### [ПРЕДОСТАВЛЕННЫЙ ОТРЫВОК]
К сказанному нужна небольшая оговорка: в начальной строфе Ефрем говорит что-то от себя, хотя без всякого повышения голоса, без осанки ораторского «приступа» — просто употребляет глагол первого лица, чего потом не происходит на всем протяжении этого гимна:

 

Родительницу достославных семи
уподоблю чреде о семи днях,
и светильнику о семи ветвях,
и дому Премудрости о семи столпах,
и Полноте Духа о семи дарах

 

Такой Ich-Stil в начале гимна (хотя не всегда именно в первой строфе) довольно характерен для Ефрема; вот как начинается, например, VIII мадраша о Рае:


Се, подъемлется к ушам моим
глагол, изумляющий меня;
пусть в Писании прочтут его,
В слове о разбойнике на кресте,
что весьма часто утешало меня
среди множества падений моих:
ибо Тот, Кто разбойнику милость явил,
уповаю, возведет и меня
к Вертограду, чье имя одно
исполняет веселием меня... —

 

и в следующих двух строфах поэт продолжает говорить о своих чувствах, своих недоумениях:

Вижу уготованный чертог

и Скинию осиянную зрю,

[...]

уж верую, что разбойник в месте том,

но тотчас смущает меня мысль...

### [УСЛОВИЕ ЗАДАЧИ 1]
Перепечатайте часть отрывка о гимнах Ефрема: начните со слов «и в следующих» и закончите словами «смущает меня мысль...».
### [УСЛОВИЕ ЗАДАЧИ 2]
Перечислите по отрывку о гимнах Ефрема всё, чему в начальной строфе уподобляется родительница достославных семи.

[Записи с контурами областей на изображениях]
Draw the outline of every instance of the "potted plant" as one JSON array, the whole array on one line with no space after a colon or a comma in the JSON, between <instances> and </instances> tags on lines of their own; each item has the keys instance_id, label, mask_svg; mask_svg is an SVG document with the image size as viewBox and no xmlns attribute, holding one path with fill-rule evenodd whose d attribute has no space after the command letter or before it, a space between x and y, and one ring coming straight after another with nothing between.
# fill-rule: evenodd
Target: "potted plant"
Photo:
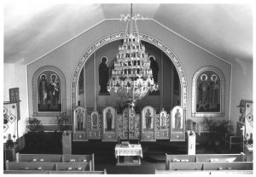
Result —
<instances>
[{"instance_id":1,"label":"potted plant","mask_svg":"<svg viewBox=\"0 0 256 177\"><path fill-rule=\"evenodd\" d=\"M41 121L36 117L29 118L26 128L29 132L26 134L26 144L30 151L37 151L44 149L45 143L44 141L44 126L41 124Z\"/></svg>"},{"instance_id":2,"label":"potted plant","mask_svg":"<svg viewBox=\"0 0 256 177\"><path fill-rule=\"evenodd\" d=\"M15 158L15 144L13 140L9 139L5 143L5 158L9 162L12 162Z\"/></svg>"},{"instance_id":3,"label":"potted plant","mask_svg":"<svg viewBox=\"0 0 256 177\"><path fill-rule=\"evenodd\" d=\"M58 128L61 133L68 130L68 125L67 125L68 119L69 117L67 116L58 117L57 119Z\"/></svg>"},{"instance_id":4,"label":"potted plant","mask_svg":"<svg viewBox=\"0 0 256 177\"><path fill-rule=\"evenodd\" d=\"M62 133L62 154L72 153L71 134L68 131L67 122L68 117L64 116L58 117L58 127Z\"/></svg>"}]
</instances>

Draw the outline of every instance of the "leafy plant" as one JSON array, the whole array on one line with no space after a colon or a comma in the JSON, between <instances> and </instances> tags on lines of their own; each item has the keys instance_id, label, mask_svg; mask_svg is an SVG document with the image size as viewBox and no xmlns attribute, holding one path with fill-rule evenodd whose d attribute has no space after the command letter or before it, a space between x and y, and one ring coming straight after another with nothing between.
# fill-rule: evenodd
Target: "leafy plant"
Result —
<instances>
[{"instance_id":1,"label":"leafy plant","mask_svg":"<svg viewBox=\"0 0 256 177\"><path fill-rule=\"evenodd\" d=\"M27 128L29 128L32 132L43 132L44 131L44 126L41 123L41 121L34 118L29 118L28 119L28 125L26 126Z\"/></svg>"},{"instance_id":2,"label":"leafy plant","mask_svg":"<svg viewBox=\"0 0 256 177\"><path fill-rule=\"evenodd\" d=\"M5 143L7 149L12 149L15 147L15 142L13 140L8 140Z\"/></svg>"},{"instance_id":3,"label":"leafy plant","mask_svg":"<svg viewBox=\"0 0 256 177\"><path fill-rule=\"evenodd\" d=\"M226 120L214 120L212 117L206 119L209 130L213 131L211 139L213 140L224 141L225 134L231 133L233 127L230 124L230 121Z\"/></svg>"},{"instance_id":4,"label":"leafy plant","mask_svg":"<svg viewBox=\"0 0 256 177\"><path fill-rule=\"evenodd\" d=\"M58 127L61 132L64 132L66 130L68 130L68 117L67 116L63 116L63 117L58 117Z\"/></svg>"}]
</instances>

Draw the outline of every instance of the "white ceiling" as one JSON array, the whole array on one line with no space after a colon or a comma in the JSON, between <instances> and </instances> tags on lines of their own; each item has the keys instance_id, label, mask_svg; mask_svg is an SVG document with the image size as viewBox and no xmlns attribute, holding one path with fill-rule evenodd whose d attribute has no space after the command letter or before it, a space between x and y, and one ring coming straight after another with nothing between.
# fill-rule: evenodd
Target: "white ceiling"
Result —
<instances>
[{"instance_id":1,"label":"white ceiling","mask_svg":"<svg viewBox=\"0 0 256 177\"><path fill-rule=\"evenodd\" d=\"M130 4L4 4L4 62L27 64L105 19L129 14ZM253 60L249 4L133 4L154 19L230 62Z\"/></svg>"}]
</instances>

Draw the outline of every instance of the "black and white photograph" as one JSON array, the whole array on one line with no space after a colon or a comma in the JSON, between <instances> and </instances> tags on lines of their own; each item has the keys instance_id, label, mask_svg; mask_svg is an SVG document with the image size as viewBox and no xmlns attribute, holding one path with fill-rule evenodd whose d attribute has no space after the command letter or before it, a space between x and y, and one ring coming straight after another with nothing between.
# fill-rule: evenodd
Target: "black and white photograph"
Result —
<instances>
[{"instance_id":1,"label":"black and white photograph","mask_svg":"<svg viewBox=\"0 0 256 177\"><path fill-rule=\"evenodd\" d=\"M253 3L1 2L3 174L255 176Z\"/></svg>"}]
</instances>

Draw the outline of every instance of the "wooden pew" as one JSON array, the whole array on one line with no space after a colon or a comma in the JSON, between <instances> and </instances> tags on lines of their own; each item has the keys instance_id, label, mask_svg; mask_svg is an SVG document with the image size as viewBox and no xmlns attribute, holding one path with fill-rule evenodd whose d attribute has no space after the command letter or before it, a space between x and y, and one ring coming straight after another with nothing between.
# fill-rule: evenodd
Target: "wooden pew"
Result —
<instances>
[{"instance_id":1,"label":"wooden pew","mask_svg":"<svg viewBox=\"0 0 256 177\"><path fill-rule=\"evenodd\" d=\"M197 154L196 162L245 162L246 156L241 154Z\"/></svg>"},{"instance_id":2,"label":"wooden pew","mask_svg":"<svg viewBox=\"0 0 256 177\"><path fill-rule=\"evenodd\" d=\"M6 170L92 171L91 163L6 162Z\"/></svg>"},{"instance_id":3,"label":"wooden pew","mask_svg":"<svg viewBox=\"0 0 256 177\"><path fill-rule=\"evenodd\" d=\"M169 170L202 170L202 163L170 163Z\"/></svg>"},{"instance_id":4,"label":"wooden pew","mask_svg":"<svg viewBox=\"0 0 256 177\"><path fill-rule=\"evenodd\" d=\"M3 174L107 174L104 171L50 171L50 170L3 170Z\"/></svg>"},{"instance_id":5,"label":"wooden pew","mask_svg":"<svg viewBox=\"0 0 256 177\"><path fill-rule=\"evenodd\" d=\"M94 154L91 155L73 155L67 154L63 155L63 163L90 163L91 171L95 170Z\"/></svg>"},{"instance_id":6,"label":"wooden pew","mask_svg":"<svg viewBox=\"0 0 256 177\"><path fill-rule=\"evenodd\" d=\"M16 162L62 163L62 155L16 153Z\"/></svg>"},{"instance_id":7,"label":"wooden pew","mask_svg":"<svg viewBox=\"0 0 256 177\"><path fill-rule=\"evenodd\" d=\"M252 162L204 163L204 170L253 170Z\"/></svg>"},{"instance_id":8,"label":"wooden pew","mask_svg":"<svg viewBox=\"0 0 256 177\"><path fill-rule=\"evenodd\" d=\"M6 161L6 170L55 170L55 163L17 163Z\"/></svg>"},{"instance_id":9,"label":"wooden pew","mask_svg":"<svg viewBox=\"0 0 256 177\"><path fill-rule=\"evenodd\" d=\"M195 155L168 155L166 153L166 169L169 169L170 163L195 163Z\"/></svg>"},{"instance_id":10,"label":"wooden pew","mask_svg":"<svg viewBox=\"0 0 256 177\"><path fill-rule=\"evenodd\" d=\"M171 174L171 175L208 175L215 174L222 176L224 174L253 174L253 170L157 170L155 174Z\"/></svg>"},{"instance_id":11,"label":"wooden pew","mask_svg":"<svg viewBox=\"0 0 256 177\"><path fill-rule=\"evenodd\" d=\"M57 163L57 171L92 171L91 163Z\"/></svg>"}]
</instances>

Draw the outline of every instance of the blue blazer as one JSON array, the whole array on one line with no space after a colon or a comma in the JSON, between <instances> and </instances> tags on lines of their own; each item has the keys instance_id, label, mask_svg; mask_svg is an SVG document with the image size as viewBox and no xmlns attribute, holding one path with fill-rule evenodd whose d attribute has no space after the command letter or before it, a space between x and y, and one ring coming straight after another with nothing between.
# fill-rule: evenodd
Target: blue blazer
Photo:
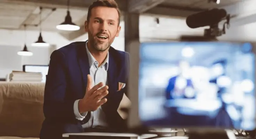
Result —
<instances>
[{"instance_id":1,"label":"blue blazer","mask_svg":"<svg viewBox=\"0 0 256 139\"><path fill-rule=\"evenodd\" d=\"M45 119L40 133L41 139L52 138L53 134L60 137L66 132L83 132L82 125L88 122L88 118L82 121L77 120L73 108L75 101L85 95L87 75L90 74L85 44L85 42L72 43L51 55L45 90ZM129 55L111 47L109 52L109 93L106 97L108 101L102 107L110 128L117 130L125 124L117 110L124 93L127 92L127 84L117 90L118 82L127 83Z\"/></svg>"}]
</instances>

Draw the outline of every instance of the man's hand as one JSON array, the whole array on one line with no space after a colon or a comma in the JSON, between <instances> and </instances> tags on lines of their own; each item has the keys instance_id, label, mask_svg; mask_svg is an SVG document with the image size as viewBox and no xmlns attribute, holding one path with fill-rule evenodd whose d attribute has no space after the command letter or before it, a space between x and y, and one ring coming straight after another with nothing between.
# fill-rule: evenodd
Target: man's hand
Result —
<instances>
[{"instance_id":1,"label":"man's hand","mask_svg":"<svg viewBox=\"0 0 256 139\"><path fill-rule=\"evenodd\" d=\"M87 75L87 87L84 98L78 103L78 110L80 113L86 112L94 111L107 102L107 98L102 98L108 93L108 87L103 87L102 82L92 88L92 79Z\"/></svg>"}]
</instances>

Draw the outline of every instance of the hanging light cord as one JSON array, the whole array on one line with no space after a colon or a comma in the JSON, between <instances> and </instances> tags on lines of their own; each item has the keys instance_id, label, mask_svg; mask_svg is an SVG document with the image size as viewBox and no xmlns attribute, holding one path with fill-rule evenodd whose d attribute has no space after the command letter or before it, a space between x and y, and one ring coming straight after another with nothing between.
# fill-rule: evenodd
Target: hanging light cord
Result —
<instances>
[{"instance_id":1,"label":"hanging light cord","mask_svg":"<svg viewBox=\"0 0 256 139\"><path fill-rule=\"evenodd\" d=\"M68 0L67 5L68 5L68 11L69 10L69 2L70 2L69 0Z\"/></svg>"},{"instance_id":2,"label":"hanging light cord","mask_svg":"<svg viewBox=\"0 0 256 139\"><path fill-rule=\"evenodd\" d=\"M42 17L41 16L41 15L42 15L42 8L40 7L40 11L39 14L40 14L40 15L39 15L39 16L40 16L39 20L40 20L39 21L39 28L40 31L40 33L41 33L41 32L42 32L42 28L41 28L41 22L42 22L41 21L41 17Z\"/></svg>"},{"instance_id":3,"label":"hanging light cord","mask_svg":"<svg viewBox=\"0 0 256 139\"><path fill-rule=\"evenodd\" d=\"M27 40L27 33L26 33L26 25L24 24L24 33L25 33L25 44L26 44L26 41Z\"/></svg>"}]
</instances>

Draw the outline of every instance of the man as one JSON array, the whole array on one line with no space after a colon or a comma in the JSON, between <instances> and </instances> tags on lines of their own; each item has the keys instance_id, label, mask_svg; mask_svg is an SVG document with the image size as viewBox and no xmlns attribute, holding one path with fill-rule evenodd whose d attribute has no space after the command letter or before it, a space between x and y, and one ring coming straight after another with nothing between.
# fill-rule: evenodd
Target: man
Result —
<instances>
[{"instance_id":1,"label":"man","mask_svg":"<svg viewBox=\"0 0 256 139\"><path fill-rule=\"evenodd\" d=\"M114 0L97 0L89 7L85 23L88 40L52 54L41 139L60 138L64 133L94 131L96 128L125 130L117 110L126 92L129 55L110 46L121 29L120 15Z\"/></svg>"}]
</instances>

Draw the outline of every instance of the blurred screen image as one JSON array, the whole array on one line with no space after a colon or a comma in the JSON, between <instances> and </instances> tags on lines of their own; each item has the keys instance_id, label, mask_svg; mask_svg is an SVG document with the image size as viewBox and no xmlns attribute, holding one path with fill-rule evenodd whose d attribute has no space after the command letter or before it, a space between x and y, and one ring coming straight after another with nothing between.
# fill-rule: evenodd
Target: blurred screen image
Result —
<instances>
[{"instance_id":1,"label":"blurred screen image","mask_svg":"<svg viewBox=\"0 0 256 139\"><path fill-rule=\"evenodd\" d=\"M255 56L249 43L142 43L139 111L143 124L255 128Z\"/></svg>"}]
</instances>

### [ОТВЕТ НА ЗАДАНИЕ 1]
и в следующих двух строфах поэт продолжает говорить о своих чувствах, своих недоумениях:

Вижу уготованный чертог

и Скинию осиянную зрю,

[...]

уж верую, что разбойник в месте том,

но тотчас смущает меня мысль...

### [ОТВЕТ НА ЗАДАНИЕ 2]
Чреда о семи днях; светильник о семи ветвях; дом Премудрости о семи столпах; Полнота Духа о семи дарах.